STATED GOAL A: Transcribe the part of the suspension forum thread that opens with the words containing "Tie rods gone." and closes with "I have seen.".
STATED GOAL B: According to the suspension forum thread, which lower arms were fitted about a year and less than 2000 miles ago?
STATED GOAL C: Resume the suspension forum thread after its last sentence.

EXTRACTED TEXT:
══════════════════════════════

I have had a quick spanner check of all the nuts and bolts I can get to from underneath and nipped up a couple of the subframe bolts but its still doing it.
The car has recently had springs, dampers, top-mounts, droplinks and track rod ends fitted.

Any ideas greatly appreciated.
 
Lower suspension arms
Have they been changed recently. If they were poor quality they can be trashed within a year

Fairly easy to test as it’s always the rear mount the goes first
Done about a year and less than 2000 miles ago. I fitted Magneti Marelli 100hp fitment arms.
 
I have had a quick spanner check of all the nuts and bolts I can get to from underneath and nipped up a couple of the subframe bolts
I am slightly concerned that they could be nipped up

They should be very tight and shouldn’t ever come loose

It is possible to be missing one as per

 
Thanks for all the suggestions so far. I'll check the last two things.
Does anyone have an exploded diagram of all the front end suspension components that I can use for reference?
Many thanks
 
Just had to fix mine for knocking

Tie rods gone. Only a year old

Not saying yours is the same. But just because the parts are fairly new doesn’t mean they can’t be the problem

Cars hit a few pot holes lately and loads of speed humps
 
Click on the pictures at the bottom

Just a thought, I have had a few other makes of cars where the bottom wishbone bolts have been tight and or seized but not pinching the bushes, so the the wishbone can move under heavy load as in braking etc. but not if you just shake the wheel. If it has gone on for some time it may be possible to see rust stains in that area where it has been working and fragments of metal have come off. You sometimes see similar markings where a road wheel is lose and the wheel works around the nuts/bolts holding it on. It seems to be usually the front mounting bolt on the wishbones that I have seen.

══════════════════════════════

RAW DATA:

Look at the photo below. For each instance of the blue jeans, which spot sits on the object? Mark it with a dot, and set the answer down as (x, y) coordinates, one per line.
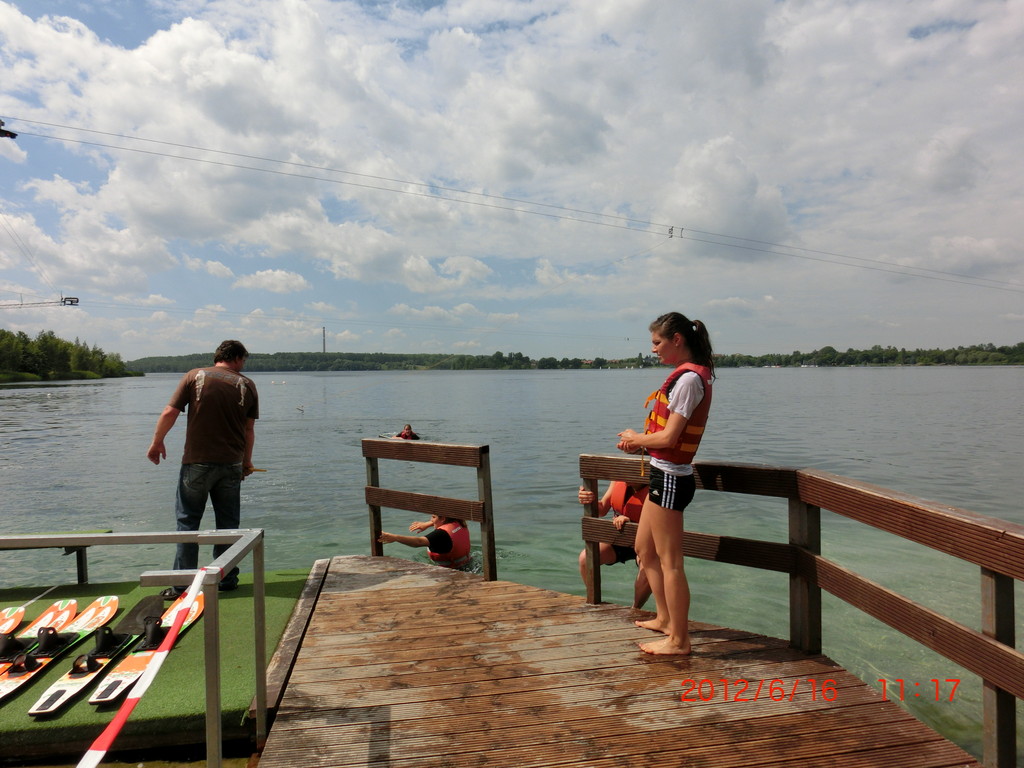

══════════════════════════════

RESULT A:
Tie rods gone. Only a year old

Not saying yours is the same. But just because the parts are fairly new doesn’t mean they can’t be the problem

Cars hit a few pot holes lately and loads of speed humps
 
Click on the pictures at the bottom

Just a thought, I have had a few other makes of cars where the bottom wishbone bolts have been tight and or seized but not pinching the bushes, so the the wishbone can move under heavy load as in braking etc. but not if you just shake the wheel. If it has gone on for some time it may be possible to see rust stains in that area where it has been working and fragments of metal have come off. You sometimes see similar markings where a road wheel is lose and the wheel works around the nuts/bolts holding it on. It seems to be usually the front mounting bolt on the wishbones that I have seen.

RESULT B: Magneti Marelli 100hp fitment arms.

RESULT C:
 
Just a thought, I have had a few other makes of cars where the bottom wishbone bolts have been tight and or seized but not pinching the bushes, so the the wishbone can move under heavy load as in braking etc. but not if you just shake the wheel. If it has gone on for some time it may be possible to see rust stains in that area where it has been working and fragments of metal have come off. You sometimes see similar markings where a road wheel is lose and the wheel works around the nuts/bolts holding it on. It seems to be usually the front mounting bolt on the wishbones that I have seen.
Correct

Everything has to be clean

And the parts tightened to the correct torque whilst the car is sitting at the correct ride hight

Otherwise the metal section the lower arm sits in will not pinch together correctly.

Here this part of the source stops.